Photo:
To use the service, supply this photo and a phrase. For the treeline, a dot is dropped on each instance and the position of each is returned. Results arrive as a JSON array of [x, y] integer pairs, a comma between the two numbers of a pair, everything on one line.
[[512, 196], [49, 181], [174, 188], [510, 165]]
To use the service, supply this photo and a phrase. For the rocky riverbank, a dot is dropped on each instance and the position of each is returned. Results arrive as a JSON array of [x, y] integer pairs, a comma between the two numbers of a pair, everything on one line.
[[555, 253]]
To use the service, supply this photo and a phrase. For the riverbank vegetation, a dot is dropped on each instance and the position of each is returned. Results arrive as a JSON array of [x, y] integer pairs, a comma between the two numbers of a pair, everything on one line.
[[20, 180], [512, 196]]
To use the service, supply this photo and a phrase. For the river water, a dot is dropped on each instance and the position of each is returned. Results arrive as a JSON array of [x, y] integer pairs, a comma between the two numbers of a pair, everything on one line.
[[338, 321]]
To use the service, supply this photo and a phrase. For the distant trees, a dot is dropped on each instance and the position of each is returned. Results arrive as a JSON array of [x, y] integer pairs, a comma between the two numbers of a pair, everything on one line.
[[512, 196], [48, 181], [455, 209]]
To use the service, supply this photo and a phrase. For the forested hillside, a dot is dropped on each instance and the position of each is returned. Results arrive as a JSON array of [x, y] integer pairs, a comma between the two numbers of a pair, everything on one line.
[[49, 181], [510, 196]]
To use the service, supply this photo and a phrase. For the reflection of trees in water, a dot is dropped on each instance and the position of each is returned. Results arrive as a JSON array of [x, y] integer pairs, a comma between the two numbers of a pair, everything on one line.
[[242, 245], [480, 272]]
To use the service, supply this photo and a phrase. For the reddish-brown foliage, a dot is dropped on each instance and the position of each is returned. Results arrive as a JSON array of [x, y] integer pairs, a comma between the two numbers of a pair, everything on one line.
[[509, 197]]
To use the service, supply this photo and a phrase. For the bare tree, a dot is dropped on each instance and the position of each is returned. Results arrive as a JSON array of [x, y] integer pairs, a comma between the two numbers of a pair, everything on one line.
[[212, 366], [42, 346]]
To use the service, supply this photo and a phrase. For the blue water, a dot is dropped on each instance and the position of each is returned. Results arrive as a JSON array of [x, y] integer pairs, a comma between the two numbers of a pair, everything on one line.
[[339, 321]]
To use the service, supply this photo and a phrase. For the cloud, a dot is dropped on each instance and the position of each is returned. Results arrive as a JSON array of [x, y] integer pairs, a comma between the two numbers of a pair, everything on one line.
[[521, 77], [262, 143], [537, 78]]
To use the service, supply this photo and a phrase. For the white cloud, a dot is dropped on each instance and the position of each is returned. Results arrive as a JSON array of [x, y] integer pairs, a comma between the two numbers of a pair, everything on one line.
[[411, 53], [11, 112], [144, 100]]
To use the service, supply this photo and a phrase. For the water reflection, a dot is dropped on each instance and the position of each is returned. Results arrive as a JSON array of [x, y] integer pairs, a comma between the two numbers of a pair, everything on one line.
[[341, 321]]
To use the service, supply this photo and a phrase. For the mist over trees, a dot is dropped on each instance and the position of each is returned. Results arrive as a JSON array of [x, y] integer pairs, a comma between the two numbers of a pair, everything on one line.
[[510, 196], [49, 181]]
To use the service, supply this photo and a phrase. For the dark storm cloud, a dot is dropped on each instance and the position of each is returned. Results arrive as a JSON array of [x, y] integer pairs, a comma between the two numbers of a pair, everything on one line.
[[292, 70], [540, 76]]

______________________________

Extract all the entries above and reproduce each one verbatim, without altering a single character.

Photo:
To use the service, supply this photo and a phrase. For the treeline, a dot is dropped on each instance and the position of each is returned. Results arrive as a JSON array of [x, y] integer pairs, a comma between the two numbers of a pair, everything on one line.
[[512, 196], [49, 181], [174, 188], [510, 165]]
To use the service, supply this photo and a phrase. For the rocky riverbank, a dot is dropped on each instance and the position of each is returned. Results arrive as a JSON array of [x, y] integer pairs, a comma between the two numbers of a pair, everything on one line.
[[555, 253]]
To use the service, supply this photo and a phrase. For the riverbank vegetation, a dot is dropped on each instance and the position of each is returned. Results arrive as a JSON array of [x, y] integer pairs, a comma between the two numbers of a pair, everything on one line.
[[20, 180], [512, 196]]
To use the service, supply this photo and a phrase. For the river water, a dot is dropped on each instance and the position of each is returned. Results arrive as a JSON array of [x, y] integer pairs, a comma between the two numbers of a pair, everything on one line.
[[338, 321]]
To use the service, supply this photo and a phrase. For the distant trees, a dot is dropped on each instance and the position of each is returned. Results arrive as a JSON array of [x, y] integer pairs, a comma between the two numbers of a pair, everything on one line.
[[512, 196], [48, 181], [455, 209]]
To use the service, supply this photo and a phrase. For the forested hillside, a dot is dropped on each instance and the position of each is returned. Results arrive as a JSON array of [x, y] integer pairs, a comma between the two numbers of a pair, everything on one line.
[[49, 181], [510, 196]]
To use the service, supply this photo and a phrase. For the reflection of trees in water, a dot is dropped on each instance and the position of each is returned. Results arrive as a JSON array of [x, y] integer pairs, a comma between the two numbers of a pair, everything on one line.
[[242, 245], [480, 272]]
To use the service, supply this photo and a phrase. For the reddish-brown foliage, a dot is dropped on each instance and the position of each is returned. Results arrive as a JSON array of [x, y] integer pairs, a comma between the two numbers of a pair, everything on one line.
[[509, 197]]
To use the service, supply this photo and a phrase. For the bare tree, a dot is dropped on each instance and the position of each is returned. Results arrive as a JSON array of [x, y] integer pairs, a comma between the two numbers of a pair, everything on one line.
[[212, 366], [42, 346]]
To use the service, supply this photo and a phrase. For the blue water, a dot is dropped on each instance and the position of each is returned. Results arrive as a JSON array of [x, y] integer pairs, a comma between the two numbers of a pair, everything on one line.
[[339, 321]]
To use the service, supply this photo and a phrase. For the cloud, a dot is dropped on each instance and the position of each is returned. Results arrive as a JSON array of [x, y] integer pairs, a comma between the two numbers of a pair, everything on one line.
[[521, 77], [262, 143], [537, 78]]
To use the service, supply this photo and a phrase. For the white cloud, a dot is dropped on each instance and the position of each is returned. Results arrive as a JSON array of [x, y] integer pairs, a comma between the two numbers of a pair, everything on one line.
[[411, 53], [11, 112], [144, 100]]
To use the service, supply this photo and a phrase. For the water reflection, a dot is dropped on each instance and the position of each is returned. Results arrive as a JSON array of [x, y] integer pairs, a comma between the two numbers of a pair, everything on one line.
[[341, 321]]
To use the service, supply this photo and a phrase. For the mist over trees, a dot is dropped on each instance and the position of each is returned. Results arrive as a JSON array of [x, y] integer pairs, a comma between the two numbers of a pair, everything on one line.
[[510, 196], [49, 181]]
To use the service, supply this photo and a phrase. For the dark storm cloud, a dot is dropped on each instance and the position of each is returned. Results arrive as a JSON array of [x, y] integer pairs, a comma between the two numbers of a pair, everything on one line.
[[292, 70], [540, 76]]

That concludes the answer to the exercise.